Exercise instructions:
Rewrite everything from the start of the records down to the line holding "column 167, row 687", changing "red window shutter" to "blue window shutter" and leaving all other text the same. Omit the pictures from your answer.

Data for the task:

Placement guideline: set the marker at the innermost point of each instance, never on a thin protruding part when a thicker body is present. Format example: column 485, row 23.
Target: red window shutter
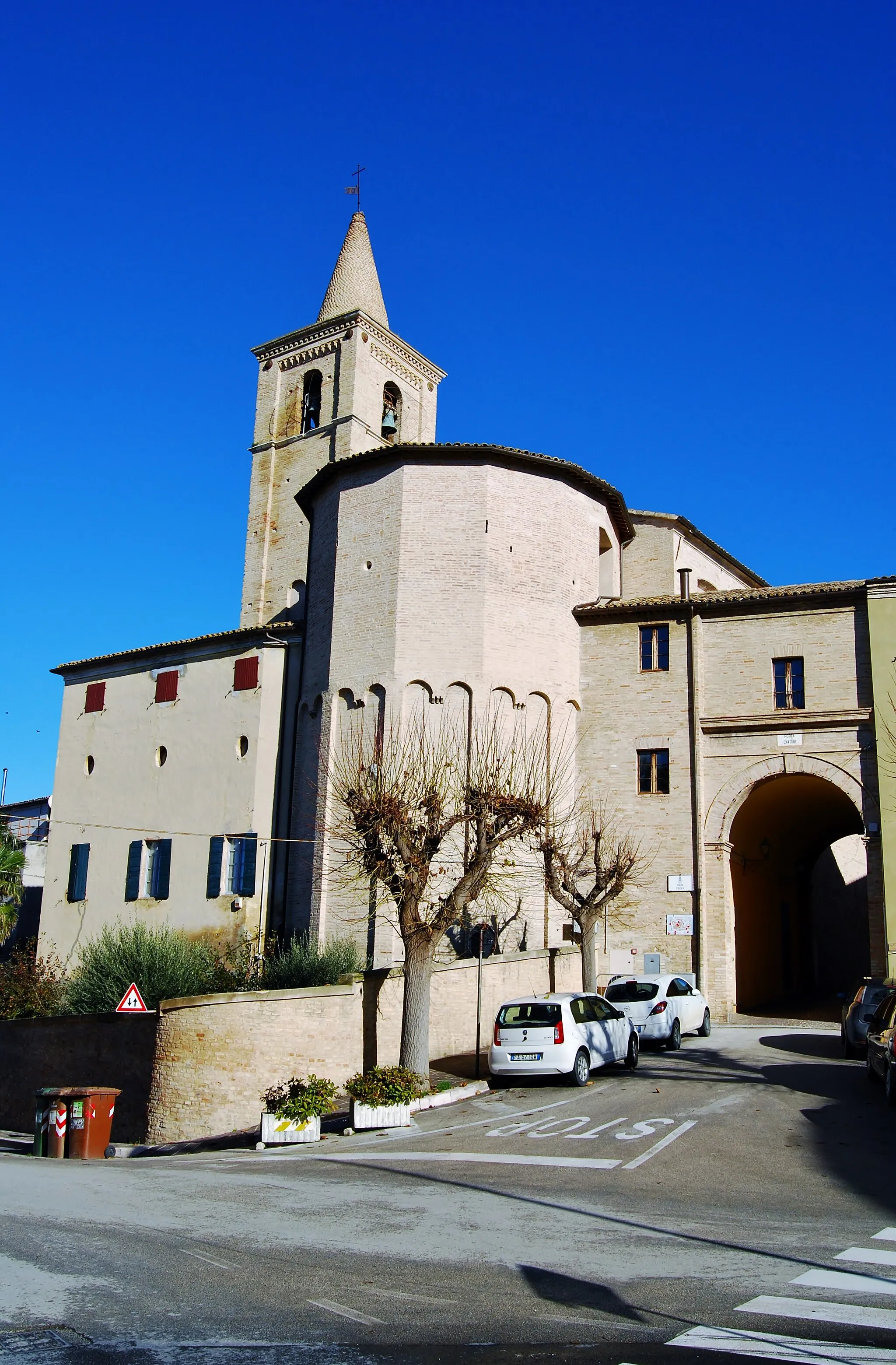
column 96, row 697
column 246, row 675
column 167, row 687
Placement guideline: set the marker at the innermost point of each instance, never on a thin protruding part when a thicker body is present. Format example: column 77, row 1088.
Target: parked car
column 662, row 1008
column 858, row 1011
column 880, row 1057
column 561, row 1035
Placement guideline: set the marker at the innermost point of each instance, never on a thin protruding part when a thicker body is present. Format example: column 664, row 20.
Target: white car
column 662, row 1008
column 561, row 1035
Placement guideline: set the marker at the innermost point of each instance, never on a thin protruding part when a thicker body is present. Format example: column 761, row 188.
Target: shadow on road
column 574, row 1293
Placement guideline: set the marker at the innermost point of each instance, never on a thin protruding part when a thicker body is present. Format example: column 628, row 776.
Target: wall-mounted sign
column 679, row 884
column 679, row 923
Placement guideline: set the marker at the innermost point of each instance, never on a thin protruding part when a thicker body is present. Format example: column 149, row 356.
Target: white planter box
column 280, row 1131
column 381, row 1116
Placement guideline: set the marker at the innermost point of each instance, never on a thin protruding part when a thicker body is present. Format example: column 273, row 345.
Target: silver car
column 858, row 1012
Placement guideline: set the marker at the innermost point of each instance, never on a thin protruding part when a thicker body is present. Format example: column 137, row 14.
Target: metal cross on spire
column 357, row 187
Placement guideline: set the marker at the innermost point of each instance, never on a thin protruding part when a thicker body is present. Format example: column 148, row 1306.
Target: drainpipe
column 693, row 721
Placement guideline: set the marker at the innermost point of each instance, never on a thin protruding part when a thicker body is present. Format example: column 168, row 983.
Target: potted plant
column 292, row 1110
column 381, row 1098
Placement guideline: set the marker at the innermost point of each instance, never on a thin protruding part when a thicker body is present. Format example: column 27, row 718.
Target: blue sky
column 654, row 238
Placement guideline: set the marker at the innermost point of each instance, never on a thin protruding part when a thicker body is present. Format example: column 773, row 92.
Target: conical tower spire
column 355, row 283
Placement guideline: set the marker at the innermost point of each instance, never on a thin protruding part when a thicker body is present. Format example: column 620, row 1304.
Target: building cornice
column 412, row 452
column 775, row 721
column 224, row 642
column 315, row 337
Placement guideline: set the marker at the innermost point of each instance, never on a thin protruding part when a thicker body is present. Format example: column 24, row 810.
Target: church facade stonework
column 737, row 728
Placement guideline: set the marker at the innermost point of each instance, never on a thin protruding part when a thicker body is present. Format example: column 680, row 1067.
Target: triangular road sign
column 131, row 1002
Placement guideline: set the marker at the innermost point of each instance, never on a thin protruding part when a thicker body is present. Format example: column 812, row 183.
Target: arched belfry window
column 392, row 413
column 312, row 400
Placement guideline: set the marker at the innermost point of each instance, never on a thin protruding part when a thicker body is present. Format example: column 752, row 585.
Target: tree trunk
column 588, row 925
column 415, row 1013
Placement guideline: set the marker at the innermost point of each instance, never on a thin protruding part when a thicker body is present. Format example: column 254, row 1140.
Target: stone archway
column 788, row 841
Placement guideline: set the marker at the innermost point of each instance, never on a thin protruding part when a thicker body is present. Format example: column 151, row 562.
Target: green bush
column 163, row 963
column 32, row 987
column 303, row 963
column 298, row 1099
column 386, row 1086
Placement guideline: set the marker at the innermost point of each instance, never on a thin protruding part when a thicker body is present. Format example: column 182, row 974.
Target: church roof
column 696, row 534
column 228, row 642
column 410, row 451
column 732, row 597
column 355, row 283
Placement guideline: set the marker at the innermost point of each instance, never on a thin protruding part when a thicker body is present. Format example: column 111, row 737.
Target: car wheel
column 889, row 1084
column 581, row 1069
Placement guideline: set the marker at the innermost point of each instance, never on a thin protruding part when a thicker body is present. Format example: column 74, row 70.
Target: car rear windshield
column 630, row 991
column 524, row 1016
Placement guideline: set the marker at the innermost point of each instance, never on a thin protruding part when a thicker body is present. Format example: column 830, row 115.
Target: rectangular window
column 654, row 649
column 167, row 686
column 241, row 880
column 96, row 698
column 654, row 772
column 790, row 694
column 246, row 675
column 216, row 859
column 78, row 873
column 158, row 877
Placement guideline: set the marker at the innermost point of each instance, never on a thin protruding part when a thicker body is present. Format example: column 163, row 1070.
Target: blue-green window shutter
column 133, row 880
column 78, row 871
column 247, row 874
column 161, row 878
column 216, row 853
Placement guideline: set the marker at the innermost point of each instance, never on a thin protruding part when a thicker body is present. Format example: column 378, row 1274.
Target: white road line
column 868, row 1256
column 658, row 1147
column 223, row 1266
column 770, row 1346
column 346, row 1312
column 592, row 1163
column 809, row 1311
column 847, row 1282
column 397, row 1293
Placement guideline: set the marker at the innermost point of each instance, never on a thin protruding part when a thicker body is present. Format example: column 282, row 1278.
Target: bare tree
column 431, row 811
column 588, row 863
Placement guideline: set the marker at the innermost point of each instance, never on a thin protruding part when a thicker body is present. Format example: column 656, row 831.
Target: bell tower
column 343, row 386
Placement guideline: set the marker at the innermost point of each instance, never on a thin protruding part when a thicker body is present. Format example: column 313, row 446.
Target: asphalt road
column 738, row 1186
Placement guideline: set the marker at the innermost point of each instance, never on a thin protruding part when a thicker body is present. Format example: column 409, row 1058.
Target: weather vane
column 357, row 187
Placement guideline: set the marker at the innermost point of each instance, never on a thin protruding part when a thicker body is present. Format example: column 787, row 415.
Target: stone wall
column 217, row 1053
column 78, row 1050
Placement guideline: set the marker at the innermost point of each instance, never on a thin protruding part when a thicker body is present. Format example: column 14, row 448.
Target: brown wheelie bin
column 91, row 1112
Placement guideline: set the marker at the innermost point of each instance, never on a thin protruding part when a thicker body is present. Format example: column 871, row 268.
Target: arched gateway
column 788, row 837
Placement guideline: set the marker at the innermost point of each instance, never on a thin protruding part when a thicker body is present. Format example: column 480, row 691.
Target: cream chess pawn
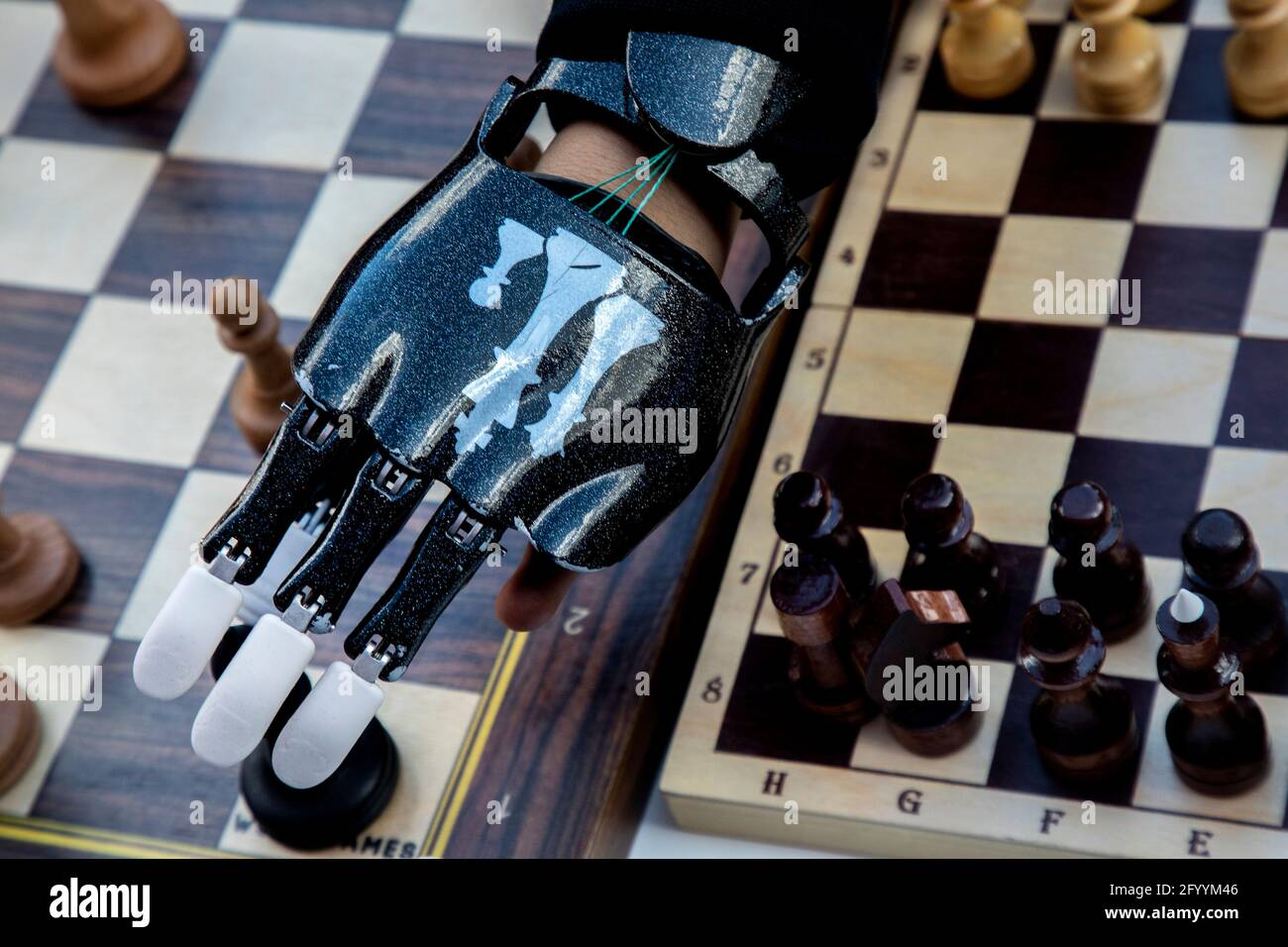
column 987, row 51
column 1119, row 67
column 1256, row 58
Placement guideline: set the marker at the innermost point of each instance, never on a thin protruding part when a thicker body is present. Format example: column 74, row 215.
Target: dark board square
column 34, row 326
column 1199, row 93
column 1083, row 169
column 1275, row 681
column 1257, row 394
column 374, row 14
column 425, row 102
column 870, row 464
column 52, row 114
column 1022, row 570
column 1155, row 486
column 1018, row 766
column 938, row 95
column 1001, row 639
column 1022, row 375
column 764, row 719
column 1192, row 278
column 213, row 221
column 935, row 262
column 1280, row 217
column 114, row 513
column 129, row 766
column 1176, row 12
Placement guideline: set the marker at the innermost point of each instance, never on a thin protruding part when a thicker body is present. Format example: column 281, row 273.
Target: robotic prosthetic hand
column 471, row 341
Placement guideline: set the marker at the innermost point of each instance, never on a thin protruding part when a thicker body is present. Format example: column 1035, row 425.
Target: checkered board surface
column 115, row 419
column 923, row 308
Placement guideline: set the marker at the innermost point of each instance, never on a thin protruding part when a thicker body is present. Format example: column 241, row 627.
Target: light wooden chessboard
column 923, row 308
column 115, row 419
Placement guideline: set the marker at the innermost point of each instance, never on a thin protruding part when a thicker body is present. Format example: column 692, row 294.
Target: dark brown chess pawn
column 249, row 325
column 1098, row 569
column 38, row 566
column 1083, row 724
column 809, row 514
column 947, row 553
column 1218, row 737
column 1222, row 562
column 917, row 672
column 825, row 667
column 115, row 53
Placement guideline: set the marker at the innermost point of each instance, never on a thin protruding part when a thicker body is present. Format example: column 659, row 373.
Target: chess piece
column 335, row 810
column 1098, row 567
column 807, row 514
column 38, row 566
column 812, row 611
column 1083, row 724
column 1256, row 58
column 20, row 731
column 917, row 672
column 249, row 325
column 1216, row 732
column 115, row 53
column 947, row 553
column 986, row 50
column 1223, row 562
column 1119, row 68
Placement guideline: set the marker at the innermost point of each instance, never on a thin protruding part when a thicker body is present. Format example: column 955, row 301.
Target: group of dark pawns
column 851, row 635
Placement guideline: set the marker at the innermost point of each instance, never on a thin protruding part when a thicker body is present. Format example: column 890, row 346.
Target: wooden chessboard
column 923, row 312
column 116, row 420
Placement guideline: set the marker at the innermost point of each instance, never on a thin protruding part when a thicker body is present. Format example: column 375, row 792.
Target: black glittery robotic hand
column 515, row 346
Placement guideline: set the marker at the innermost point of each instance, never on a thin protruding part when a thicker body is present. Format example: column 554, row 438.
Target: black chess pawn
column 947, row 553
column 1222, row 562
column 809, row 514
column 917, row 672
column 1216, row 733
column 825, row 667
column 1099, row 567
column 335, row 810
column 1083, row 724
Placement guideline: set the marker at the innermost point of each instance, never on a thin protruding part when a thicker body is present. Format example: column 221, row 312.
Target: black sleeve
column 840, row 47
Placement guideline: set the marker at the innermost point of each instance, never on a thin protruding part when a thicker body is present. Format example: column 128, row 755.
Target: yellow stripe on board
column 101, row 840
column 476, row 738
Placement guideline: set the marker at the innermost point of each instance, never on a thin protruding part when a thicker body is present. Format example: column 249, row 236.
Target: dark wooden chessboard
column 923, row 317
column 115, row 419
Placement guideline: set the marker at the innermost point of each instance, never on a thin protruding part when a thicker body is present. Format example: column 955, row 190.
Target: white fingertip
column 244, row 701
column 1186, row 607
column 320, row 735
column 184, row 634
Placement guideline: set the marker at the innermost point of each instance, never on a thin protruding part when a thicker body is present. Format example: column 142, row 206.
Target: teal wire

Finished answer:
Placement guideline: set the marker at the innermost point of each instance, never on a thin protruding part when a thicker body is present. Format example: column 485, row 23.
Target: blue window shutter
column 96, row 697
column 246, row 675
column 167, row 687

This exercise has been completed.